Stated problem >> Give the lines again exactly, from the one holding "# segment --target metal" to the last line of the listing below, both ends included and nothing added.

───── Record excerpts

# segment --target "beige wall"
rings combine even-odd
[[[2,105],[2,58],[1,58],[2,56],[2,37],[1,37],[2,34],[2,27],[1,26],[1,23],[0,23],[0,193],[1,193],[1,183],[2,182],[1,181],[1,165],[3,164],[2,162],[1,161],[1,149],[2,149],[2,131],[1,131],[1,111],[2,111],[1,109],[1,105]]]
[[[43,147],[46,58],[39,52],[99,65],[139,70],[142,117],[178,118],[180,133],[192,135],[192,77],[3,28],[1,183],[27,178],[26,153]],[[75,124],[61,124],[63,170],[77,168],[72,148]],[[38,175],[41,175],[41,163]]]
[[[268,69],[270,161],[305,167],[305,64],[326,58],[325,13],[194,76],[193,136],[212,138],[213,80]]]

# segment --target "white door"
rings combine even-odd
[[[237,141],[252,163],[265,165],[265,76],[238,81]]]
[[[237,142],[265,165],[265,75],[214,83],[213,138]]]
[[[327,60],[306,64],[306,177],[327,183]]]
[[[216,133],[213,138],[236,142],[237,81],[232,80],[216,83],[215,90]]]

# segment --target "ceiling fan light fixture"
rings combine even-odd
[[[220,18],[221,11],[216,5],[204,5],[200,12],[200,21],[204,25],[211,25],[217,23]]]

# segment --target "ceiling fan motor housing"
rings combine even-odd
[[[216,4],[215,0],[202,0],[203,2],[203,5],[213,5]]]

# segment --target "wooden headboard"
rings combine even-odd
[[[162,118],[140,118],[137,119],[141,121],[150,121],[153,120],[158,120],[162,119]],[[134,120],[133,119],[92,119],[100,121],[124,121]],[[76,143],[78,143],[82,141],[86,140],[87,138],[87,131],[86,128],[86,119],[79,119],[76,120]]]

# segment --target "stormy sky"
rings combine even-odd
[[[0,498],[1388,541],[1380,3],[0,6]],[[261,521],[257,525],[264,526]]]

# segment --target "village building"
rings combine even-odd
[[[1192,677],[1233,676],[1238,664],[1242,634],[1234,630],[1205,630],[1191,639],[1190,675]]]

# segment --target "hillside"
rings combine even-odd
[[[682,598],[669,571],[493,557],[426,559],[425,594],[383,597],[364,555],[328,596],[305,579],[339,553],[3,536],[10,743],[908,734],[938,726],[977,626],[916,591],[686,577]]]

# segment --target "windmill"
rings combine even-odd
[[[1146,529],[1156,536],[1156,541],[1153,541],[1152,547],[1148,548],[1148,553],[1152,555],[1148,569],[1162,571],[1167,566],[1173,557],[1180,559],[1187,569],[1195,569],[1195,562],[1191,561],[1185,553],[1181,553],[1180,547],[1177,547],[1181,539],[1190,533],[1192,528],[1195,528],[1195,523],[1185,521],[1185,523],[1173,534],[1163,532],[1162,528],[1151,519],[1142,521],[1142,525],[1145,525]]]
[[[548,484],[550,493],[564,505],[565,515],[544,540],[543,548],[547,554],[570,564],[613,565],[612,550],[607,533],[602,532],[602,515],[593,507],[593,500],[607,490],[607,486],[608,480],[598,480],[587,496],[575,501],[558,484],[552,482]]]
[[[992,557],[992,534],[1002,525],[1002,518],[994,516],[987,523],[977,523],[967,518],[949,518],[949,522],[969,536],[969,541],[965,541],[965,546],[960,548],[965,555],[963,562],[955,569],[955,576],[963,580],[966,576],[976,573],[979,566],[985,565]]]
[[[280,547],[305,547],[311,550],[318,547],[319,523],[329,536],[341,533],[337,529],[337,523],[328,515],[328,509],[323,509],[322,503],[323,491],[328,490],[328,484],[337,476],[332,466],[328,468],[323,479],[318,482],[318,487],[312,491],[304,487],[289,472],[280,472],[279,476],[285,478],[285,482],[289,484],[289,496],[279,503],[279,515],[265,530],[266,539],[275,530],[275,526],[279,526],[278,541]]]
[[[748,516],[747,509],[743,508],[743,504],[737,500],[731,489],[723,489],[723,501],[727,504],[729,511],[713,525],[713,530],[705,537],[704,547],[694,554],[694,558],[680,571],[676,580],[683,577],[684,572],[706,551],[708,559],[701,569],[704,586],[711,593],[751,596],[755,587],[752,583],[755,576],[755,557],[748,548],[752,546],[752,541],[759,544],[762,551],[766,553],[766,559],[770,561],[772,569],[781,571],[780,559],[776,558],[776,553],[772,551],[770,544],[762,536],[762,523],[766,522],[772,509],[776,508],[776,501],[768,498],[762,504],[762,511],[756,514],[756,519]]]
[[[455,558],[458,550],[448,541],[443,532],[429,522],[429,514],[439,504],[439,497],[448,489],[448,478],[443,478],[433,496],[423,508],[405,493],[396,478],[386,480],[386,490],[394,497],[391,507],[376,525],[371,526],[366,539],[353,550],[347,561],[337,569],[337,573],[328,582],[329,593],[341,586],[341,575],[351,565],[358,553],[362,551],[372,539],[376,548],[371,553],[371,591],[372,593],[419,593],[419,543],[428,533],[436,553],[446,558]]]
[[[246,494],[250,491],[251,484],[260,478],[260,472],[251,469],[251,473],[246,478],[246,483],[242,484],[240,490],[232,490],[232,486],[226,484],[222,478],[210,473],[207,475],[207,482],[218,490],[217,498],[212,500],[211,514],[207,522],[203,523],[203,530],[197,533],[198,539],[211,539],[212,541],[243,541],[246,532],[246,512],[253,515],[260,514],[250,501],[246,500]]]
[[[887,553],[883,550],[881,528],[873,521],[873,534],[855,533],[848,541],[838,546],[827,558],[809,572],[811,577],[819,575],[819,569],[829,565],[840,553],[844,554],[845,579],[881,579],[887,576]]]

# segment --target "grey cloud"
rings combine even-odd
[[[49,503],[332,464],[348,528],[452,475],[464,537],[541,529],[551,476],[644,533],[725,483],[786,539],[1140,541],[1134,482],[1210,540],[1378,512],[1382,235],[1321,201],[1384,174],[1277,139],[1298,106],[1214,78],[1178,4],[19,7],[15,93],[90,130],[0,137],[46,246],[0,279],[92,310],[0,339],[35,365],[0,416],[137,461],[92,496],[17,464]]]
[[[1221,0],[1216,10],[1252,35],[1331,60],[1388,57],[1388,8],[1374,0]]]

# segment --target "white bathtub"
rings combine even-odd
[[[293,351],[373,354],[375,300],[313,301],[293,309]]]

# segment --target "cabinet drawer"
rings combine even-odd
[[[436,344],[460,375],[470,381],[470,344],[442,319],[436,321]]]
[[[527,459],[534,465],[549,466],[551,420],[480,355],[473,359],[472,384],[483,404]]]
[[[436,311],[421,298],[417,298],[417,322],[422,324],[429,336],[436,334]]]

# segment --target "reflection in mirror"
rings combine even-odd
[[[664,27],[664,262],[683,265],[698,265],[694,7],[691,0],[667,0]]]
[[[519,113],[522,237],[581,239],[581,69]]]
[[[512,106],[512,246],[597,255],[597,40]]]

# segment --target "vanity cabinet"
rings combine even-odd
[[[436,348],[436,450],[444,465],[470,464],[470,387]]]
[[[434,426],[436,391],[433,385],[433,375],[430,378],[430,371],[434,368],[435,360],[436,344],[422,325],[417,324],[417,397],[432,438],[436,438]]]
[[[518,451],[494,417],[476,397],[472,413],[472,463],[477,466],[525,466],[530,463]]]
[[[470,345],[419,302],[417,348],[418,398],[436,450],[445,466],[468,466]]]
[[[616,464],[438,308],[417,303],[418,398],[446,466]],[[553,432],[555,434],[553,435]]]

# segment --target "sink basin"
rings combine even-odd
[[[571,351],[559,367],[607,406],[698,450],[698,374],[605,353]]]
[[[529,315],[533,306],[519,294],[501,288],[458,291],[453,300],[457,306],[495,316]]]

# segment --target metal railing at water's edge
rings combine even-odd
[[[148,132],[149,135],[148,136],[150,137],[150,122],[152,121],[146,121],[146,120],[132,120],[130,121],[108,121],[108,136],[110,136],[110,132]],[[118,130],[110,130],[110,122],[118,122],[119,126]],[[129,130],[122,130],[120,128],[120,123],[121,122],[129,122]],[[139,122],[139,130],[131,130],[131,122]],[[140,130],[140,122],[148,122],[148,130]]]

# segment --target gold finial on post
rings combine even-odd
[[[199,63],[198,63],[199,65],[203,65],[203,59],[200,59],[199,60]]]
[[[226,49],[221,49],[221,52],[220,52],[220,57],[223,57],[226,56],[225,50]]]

──────────

The response >>
# segment --target metal railing at water's edge
rings combine even-odd
[[[148,132],[149,135],[148,136],[150,137],[150,122],[152,121],[146,121],[146,120],[132,120],[130,121],[108,121],[108,136],[110,136],[110,132]],[[118,130],[110,130],[110,122],[118,122],[119,126]],[[129,130],[122,130],[120,128],[120,123],[121,122],[129,122]],[[139,122],[139,130],[131,130],[131,122]],[[140,130],[140,122],[148,122],[148,130]]]

# segment --target gold finial on post
rings combine even-odd
[[[199,63],[198,63],[199,65],[203,65],[203,59],[200,59],[199,60]]]
[[[226,49],[221,49],[221,52],[220,52],[220,57],[223,57],[226,56],[225,50]]]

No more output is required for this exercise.